## Begin Excerpt to read

# Ok, I don't know how to do quotes



## aquadancer (Oct 18, 2010)

Hi, just joined. Have avoided doing quotes in forums, think I'd better learn how as things get involved here. 
I finally figured out to click on the little quote symbol. Later I discovered the multiquote symbol [so that's how people do that]. Unfortunately, my replies also end up in the grey quote boxes, so that my replies look like part of the quote, and I end up in a mess. Help me.
aquadancer


----------



## aquadancer (Oct 18, 2010)

aquadancer said:


> Hi, just joined. Have avoided doing quotes in forums, think I'd better learn how as things get involved here.
> I finally figured out to click on the little quote symbol. Later I discovered the multiquote symbol [so that's how people do that]. Unfortunately, my replies also end up in the grey quote boxes, so that my replies look like part of the quote, and I end up in a mess. Help me.
> See what I mean?
> aquadancer



aquadancer


----------



## MJS (Oct 18, 2010)

Put the word quote inbetween these [ ] at the beginning of whatever it is that you want to quote.  At the end, do the same thing, but put a / before the word quote.

You can do this as many times as you'd like, for whatever you wish to quote.


----------



## aquadancer (Oct 18, 2010)

MJS said:


> Put the word quote inbetween these [ ] at the beginning of whatever it is that you want to quote.  At the end, do the same thing, but put a / before the word quote.



I am seeing if it works. The quote is already between brackets at the beginning.



> You can do this as many times as you'd like, for whatever you wish to quote.



I am keeping you busy today, MJS.  Just previewed this, and  OMG, it worked! [does my excitement give away that not much I do on computer works?] I am self-taught, sorta like what some of the members said when I mentioned teaching myself martial arts.
aquadancer


----------



## MJS (Oct 18, 2010)

aquadancer said:


> I am seeing if it works. The quote is already between brackets at the beginning.
> 
> 
> 
> ...


 
Yes, when you hit the quote button, it'll quote the entire post, but you can break that up accordingly, which you've already done.  

As for keeping me busy...not a problem.  Glad I could help.   This is helping me pass the time while at work.


----------



## drwhitefield (Oct 19, 2010)

aquadancer said:


> I am seeing if it works, sorta like what some of the members said when I mentioned teaching myself martial arts.
> aquadancer



Hey you're a good learner aquadancer! You can edit what's inside the quote boxes as well...!


----------

## End Excerpt to read

To-do list >>
1) Condense the paragraph of the forum thread that begins "Put the word quote inbetween" into a short list of steps.
2) In the forum thread, begin at the words "Yes, when you" and stop after "(Oct 19, 2010)", swapping "quote button" for "reply button".

## Begin Items

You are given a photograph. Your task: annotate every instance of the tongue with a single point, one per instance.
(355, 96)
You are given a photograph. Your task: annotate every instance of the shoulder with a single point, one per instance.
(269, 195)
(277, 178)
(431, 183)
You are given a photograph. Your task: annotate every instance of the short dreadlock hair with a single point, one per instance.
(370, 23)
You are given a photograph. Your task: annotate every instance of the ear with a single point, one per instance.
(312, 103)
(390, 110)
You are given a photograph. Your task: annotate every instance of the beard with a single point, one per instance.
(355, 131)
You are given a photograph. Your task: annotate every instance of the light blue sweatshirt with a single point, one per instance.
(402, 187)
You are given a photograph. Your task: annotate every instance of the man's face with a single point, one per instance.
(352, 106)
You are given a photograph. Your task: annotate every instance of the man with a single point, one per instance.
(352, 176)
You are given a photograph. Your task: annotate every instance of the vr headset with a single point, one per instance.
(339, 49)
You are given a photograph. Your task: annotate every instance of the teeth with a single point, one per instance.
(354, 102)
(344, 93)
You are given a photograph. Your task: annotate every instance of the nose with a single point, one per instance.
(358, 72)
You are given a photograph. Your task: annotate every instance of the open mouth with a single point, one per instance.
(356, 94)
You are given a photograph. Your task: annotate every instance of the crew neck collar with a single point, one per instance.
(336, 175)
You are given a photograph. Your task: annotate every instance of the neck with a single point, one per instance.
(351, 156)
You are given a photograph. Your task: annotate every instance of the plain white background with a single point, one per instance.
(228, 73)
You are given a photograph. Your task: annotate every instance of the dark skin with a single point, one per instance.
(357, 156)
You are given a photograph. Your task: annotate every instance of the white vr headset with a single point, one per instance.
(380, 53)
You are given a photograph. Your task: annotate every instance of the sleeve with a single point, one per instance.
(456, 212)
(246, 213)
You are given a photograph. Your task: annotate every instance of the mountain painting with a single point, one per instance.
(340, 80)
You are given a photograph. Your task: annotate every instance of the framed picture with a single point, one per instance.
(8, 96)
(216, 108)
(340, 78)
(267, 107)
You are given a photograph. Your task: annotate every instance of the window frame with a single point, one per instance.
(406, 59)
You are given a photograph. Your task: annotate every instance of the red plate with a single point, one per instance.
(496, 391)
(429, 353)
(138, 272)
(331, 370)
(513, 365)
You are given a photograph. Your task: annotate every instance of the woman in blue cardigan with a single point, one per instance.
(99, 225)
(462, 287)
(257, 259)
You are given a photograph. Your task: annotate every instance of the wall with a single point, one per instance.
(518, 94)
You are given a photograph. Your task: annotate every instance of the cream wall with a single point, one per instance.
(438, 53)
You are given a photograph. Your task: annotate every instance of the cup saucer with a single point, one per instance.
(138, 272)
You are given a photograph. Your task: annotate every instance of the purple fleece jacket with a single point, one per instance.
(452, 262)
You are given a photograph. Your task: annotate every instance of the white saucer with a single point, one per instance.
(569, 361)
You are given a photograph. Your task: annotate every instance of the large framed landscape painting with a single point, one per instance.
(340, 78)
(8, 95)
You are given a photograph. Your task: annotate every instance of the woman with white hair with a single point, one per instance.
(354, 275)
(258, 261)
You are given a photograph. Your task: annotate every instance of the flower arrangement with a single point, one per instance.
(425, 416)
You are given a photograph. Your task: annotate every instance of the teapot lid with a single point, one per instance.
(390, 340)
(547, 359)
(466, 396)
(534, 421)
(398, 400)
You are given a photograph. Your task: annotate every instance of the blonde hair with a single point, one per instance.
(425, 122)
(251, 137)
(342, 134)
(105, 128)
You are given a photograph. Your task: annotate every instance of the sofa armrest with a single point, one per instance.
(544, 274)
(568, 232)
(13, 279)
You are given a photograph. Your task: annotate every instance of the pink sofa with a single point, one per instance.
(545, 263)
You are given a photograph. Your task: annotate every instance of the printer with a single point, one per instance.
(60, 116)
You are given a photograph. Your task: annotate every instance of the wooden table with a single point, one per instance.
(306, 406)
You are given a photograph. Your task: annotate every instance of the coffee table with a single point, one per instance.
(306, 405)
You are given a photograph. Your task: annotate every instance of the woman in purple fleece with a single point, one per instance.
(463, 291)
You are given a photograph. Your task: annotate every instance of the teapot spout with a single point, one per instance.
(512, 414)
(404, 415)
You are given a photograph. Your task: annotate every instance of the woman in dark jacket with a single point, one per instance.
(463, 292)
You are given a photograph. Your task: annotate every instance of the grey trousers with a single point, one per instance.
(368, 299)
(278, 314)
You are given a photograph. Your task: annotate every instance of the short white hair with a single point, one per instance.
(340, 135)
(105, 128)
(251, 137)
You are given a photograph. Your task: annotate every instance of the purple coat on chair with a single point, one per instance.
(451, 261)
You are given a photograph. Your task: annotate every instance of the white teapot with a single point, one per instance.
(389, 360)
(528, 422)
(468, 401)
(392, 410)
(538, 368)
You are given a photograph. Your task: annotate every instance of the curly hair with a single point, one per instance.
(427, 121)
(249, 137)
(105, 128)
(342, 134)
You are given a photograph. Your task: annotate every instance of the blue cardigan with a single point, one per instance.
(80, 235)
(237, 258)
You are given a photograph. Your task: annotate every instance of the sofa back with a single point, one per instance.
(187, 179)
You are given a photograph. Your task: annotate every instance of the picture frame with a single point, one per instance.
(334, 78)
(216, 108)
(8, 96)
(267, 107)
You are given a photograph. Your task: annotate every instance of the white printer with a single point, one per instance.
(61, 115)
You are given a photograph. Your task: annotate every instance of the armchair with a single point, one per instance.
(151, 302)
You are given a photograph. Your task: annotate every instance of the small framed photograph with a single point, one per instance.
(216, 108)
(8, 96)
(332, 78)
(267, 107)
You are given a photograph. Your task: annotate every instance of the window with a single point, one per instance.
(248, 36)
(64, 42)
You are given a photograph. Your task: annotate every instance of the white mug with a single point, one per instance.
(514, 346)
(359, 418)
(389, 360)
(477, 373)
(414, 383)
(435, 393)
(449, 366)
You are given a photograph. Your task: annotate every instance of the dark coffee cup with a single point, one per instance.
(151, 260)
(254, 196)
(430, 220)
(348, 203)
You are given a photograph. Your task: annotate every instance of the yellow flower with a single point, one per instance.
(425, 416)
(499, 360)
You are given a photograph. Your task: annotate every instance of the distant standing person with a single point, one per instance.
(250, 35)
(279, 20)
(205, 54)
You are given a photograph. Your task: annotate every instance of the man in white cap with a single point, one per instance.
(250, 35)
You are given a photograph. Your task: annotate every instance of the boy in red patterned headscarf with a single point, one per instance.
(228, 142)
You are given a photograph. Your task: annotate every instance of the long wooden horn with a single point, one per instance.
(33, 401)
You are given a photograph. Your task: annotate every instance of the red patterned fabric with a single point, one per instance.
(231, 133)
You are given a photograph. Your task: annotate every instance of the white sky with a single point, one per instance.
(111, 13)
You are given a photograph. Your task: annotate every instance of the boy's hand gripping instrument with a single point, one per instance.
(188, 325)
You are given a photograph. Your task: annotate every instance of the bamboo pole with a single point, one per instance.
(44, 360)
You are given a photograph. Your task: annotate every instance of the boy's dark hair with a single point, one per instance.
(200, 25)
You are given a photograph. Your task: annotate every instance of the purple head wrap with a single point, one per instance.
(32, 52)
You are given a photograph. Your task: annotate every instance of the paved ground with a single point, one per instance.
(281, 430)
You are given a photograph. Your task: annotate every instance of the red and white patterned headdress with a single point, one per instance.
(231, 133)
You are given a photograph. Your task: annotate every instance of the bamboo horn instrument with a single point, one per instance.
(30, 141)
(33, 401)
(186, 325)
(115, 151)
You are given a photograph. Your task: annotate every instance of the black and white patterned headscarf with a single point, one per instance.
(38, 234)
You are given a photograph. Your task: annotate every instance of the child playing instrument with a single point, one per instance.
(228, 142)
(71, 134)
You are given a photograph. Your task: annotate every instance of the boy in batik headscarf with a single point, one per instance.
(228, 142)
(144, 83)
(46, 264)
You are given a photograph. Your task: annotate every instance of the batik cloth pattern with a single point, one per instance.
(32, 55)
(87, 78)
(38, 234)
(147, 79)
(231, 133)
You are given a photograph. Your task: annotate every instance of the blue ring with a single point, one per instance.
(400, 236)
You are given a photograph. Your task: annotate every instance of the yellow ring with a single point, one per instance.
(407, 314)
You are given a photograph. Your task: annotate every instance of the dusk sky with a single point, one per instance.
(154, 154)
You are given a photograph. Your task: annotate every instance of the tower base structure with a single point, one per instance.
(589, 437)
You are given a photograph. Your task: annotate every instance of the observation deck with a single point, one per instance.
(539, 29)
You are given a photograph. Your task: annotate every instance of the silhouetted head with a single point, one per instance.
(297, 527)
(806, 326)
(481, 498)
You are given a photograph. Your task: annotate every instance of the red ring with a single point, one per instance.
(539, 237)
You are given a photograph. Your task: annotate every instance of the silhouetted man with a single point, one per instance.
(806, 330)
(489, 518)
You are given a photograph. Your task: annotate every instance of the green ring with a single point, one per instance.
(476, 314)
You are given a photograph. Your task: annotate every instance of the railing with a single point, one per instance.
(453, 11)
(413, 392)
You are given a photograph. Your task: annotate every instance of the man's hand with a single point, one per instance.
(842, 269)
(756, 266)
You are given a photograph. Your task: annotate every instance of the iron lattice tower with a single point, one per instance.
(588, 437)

## End Items

Written responses >>
1)
- At the start of the text you want to quote, put the word quote between [ ].
- At the end of it, do the same, but put a / before the word quote.

2)
Yes, when you hit the reply button, it'll quote the entire post, but you can break that up accordingly, which you've already done.  

As for keeping me busy...not a problem.  Glad I could help.   This is helping me pass the time while at work.


----------



## drwhitefield (Oct 19, 2010)